**Data listing**

══════════════════════════════

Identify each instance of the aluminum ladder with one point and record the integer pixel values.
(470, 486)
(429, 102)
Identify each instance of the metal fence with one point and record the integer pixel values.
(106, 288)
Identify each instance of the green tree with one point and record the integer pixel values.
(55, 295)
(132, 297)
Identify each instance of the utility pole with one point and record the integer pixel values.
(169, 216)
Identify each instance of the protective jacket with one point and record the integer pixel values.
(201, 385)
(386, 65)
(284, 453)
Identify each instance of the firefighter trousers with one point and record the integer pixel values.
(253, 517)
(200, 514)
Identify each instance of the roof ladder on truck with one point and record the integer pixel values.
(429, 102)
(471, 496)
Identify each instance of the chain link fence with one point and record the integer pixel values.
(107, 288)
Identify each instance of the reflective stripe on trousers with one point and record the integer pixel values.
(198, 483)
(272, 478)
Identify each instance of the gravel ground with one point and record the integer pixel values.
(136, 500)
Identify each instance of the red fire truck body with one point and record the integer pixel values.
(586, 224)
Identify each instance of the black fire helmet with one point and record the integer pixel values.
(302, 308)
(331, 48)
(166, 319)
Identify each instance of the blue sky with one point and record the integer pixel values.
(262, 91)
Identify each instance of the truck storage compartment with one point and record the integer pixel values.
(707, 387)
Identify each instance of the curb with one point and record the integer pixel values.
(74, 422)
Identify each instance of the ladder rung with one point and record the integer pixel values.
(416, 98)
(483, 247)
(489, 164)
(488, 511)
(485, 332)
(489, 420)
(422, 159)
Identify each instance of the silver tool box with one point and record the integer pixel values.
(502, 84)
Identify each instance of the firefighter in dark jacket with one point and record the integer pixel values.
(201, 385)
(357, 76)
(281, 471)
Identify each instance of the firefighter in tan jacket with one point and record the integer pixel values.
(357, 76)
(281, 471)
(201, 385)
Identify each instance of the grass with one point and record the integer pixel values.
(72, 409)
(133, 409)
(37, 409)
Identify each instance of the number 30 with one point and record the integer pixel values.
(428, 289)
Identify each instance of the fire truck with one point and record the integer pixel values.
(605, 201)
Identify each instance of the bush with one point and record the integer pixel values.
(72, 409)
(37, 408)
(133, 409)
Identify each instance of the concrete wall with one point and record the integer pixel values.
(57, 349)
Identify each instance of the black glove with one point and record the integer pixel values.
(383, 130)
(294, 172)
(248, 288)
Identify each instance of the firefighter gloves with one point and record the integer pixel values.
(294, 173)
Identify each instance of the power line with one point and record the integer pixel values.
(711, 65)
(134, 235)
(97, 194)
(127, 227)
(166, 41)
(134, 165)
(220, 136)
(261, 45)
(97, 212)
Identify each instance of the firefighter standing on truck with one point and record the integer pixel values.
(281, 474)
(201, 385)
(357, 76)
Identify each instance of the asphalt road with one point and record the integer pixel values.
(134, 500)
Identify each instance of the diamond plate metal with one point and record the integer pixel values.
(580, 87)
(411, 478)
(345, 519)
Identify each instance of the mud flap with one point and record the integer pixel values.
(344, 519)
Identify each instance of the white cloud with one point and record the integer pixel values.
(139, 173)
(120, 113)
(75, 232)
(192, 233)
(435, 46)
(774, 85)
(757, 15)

══════════════════════════════

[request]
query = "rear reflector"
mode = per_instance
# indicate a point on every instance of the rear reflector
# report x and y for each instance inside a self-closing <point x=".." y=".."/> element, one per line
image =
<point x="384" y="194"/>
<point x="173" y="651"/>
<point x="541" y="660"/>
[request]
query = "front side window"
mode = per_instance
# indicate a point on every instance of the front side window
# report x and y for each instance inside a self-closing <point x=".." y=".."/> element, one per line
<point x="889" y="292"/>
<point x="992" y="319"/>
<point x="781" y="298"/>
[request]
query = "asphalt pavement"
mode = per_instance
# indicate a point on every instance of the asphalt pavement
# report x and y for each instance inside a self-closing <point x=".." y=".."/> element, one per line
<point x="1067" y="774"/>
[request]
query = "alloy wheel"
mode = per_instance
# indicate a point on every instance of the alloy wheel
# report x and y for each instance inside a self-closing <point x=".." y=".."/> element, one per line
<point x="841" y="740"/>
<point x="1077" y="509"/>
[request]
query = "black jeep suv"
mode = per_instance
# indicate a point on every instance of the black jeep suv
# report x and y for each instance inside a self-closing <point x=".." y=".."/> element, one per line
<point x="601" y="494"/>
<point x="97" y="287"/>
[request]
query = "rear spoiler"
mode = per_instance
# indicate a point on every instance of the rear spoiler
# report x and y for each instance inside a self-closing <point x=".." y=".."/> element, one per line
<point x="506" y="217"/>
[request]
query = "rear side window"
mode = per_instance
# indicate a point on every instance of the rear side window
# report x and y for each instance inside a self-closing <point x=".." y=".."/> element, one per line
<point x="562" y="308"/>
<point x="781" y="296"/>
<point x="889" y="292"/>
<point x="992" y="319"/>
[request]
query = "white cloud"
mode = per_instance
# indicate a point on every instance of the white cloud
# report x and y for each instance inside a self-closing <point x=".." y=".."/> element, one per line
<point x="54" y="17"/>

══════════════════════════════

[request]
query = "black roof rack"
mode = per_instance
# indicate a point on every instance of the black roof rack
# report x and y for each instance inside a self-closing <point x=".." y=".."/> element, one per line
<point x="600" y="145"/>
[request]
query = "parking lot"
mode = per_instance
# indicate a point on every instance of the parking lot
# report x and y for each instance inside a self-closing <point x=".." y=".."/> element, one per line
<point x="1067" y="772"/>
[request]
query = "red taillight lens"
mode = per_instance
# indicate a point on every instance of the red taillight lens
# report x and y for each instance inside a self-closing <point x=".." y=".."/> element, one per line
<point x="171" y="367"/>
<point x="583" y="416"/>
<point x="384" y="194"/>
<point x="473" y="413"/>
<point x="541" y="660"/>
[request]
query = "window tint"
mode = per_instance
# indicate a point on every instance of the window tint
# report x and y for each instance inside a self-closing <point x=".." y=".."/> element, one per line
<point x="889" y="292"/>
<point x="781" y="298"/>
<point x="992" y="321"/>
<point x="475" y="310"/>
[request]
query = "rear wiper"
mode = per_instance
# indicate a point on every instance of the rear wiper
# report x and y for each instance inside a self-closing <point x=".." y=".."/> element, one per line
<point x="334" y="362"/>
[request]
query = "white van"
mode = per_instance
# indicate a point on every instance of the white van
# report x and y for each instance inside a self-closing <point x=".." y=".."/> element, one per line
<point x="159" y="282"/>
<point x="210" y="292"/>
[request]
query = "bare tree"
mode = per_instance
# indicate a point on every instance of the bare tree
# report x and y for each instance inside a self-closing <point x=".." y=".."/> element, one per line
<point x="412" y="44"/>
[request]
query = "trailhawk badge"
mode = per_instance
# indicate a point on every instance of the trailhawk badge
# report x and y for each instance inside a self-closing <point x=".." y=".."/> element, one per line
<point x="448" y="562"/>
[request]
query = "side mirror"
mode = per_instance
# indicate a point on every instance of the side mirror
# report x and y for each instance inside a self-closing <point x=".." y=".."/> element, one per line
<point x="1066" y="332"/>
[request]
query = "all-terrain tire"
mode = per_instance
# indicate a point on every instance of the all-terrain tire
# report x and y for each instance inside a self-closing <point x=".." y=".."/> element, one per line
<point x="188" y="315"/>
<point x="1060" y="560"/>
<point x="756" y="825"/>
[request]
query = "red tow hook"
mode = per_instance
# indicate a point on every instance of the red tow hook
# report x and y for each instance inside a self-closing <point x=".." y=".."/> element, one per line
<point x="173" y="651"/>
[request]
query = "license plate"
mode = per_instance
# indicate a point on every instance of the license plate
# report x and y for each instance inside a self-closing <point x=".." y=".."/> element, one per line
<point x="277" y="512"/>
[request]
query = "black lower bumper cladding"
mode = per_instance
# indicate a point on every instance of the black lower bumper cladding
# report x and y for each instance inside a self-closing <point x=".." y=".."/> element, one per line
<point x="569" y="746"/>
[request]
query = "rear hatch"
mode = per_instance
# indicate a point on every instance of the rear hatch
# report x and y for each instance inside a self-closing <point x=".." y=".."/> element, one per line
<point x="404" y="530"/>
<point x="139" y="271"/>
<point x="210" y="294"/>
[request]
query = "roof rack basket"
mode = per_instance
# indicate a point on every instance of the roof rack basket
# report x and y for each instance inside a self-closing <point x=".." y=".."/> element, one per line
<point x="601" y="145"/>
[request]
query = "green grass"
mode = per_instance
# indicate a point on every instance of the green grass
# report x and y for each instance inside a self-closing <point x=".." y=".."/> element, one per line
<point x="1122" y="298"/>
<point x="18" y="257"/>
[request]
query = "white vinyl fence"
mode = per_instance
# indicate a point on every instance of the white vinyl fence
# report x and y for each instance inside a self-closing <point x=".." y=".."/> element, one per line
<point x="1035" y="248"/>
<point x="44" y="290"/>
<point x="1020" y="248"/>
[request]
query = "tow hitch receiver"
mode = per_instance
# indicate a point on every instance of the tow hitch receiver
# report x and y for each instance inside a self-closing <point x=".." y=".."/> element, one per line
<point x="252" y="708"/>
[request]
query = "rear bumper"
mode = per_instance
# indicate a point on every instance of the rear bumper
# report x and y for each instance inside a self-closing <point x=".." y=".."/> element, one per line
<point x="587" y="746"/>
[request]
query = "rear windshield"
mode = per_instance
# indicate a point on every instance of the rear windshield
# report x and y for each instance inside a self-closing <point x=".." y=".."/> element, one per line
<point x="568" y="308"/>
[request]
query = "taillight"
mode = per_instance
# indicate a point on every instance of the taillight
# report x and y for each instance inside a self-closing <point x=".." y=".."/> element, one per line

══════════════════════════════

Lines with the word "basket" in them: report all of these from the listing above.

query = "roof rack basket"
# indicate a point on every instance of the roof rack basket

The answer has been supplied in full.